[RAW DATA]
* start *

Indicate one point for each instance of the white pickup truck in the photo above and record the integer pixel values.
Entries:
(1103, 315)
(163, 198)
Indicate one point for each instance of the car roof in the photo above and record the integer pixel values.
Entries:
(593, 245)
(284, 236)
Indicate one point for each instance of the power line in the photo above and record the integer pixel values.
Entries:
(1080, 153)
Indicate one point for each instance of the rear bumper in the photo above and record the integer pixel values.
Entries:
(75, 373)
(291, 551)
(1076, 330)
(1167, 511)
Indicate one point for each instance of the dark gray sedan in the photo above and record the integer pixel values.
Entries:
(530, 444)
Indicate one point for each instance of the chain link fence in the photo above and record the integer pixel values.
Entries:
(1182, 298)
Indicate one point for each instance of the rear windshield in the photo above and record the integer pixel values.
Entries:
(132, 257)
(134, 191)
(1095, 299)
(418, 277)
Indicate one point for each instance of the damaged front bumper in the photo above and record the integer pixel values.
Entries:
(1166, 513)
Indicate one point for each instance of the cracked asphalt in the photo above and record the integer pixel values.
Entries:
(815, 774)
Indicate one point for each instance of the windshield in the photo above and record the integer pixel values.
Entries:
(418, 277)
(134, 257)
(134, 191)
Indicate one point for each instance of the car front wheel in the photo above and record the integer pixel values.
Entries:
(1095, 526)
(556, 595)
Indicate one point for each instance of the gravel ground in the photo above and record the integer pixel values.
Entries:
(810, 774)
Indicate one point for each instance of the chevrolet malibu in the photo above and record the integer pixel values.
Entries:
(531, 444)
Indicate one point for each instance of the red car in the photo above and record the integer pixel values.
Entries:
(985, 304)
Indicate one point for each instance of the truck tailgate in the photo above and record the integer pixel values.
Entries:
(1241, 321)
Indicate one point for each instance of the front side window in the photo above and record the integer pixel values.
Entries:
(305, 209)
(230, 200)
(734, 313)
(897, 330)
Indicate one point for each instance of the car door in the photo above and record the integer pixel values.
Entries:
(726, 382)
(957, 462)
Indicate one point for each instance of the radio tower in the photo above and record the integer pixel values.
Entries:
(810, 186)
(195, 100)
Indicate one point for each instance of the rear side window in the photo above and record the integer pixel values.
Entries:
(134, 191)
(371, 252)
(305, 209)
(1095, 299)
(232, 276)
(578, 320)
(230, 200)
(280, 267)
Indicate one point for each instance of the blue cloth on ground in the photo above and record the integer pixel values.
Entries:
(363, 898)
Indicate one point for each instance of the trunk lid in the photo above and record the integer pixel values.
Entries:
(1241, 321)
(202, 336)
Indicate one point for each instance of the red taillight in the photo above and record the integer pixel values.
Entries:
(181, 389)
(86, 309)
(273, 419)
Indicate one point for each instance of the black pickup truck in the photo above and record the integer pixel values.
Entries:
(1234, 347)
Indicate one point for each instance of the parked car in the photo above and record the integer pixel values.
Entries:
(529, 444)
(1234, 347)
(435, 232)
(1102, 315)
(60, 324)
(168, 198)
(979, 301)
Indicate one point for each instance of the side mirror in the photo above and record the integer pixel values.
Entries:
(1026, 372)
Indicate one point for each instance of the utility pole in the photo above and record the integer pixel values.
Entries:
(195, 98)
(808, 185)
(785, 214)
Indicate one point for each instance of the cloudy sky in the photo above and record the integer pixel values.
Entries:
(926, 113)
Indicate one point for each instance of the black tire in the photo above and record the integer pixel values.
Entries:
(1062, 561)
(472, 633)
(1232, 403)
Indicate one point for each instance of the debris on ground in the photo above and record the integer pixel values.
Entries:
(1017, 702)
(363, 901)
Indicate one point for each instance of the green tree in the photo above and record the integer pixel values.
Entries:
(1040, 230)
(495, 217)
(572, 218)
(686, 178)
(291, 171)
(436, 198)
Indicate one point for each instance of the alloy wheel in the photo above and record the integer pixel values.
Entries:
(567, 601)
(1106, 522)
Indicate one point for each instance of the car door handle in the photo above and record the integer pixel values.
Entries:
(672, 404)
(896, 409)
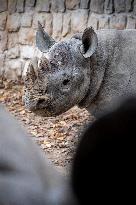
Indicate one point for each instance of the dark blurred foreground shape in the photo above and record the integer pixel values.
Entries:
(103, 168)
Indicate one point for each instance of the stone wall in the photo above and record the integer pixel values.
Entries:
(61, 18)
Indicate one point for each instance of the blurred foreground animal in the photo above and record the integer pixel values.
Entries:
(103, 169)
(91, 70)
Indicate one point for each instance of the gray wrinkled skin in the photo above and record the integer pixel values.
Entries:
(26, 176)
(90, 70)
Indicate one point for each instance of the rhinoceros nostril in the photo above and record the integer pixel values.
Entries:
(40, 102)
(66, 81)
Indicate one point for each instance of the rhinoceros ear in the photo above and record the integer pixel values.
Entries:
(43, 40)
(89, 42)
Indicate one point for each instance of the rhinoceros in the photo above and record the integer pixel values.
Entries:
(91, 70)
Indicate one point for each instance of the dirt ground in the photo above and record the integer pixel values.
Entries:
(57, 136)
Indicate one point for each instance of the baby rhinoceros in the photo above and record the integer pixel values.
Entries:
(90, 70)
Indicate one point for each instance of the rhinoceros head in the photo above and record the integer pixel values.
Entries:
(62, 77)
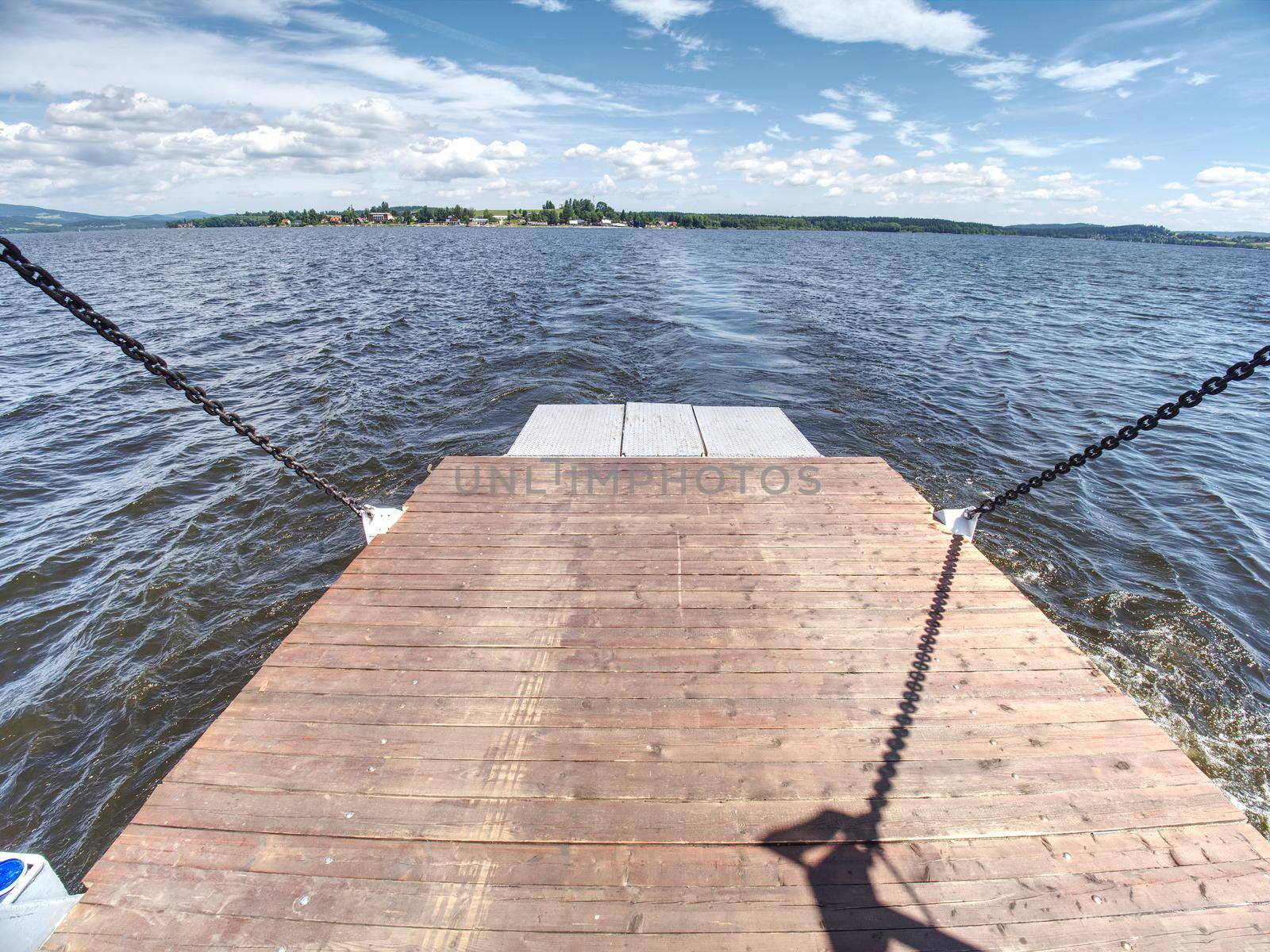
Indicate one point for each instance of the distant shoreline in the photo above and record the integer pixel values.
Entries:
(587, 213)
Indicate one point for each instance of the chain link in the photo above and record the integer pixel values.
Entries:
(40, 277)
(1237, 371)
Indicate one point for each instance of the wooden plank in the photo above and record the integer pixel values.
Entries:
(660, 429)
(572, 429)
(751, 432)
(632, 720)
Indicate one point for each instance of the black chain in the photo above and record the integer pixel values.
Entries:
(1241, 370)
(38, 277)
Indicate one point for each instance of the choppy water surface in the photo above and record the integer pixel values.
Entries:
(152, 560)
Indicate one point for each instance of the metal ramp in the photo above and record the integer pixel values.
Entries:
(660, 431)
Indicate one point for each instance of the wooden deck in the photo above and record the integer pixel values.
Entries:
(687, 721)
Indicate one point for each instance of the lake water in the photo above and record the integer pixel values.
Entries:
(152, 559)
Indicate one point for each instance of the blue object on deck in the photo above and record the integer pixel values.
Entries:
(10, 871)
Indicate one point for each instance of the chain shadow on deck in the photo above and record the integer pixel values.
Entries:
(836, 850)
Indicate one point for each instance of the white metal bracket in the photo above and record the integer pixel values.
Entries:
(376, 520)
(962, 522)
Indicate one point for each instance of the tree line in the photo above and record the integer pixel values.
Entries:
(586, 211)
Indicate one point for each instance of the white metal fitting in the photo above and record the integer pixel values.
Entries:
(376, 520)
(962, 522)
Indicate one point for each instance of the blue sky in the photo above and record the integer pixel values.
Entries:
(1000, 112)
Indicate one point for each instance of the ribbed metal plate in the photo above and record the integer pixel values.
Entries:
(660, 429)
(751, 432)
(572, 429)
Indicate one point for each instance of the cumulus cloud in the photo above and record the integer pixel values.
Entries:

* end *

[WHAT TO DO]
Change "pixel values" to "pixel coordinates" throughout the stretch from the line containing "Indicate one point for each instance of the red taillight" through the line containing "(1026, 372)", leaving everything else unchanged. Give back only those lines.

[RESULT BELOW]
Indicate one point for each instance of the red taillight in the photo above and record the integer pixel coordinates.
Entries:
(181, 389)
(86, 309)
(273, 419)
Indicate one point for each instance of the black pickup truck in the photo above and record the integer pixel coordinates.
Entries:
(1234, 347)
Indicate one point for each instance of the parked car in the photo above and record the integer pixel coordinates.
Entries:
(529, 444)
(1234, 347)
(435, 232)
(1102, 315)
(60, 324)
(168, 198)
(979, 301)
Indicate one point for each instance of the side mirror in the photo above and record the integer pixel coordinates.
Entries:
(1026, 372)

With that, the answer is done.